PROBLEM TO WORK ON:
Only one stretch of the listing below is wanted. Give it again exactly, from the line with "In the photo above, where can the black" through the line with "In the photo above, where can the fingers".

INFORMATION SUPPLIED:

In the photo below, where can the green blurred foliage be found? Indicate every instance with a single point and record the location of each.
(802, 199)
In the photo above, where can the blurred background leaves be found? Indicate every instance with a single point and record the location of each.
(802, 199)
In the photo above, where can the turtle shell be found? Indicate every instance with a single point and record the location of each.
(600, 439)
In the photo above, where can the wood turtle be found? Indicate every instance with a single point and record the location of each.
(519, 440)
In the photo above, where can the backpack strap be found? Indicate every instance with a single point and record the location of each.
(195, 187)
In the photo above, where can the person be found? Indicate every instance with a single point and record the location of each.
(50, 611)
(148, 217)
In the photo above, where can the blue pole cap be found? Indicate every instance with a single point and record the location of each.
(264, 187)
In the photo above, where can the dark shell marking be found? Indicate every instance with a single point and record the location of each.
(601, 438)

--

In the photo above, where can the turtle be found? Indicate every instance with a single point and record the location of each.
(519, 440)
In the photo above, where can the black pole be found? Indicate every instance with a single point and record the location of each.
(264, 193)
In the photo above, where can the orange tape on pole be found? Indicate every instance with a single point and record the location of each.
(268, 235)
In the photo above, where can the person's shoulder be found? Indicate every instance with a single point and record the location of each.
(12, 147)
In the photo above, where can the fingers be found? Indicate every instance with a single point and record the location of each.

---

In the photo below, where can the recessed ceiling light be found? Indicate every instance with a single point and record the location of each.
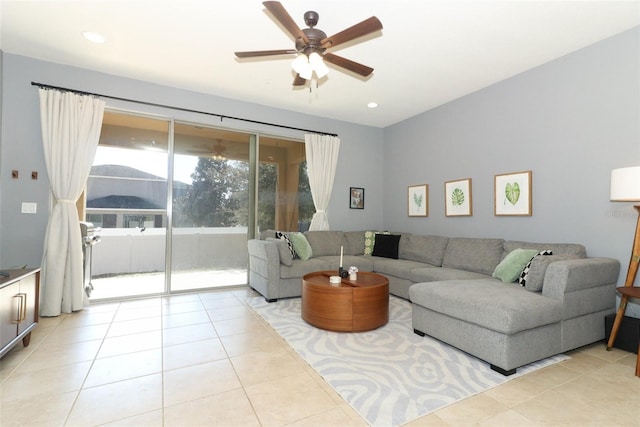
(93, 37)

ANSWER FOR THE TASK:
In the photo above, where can the black pole be found? Indicate every instance with a single point and record the location of each.
(264, 193)
In the photo above, where can the orange tape on pole be found? Indicate every instance with a single point and record the location of each.
(268, 235)
In the photo above, where can the person's shoulder be found? Indicate every instance with a single point and record the location of each.
(12, 147)
In the photo above, where can the fingers be found? Indicate every instance with a single point and record the location of each.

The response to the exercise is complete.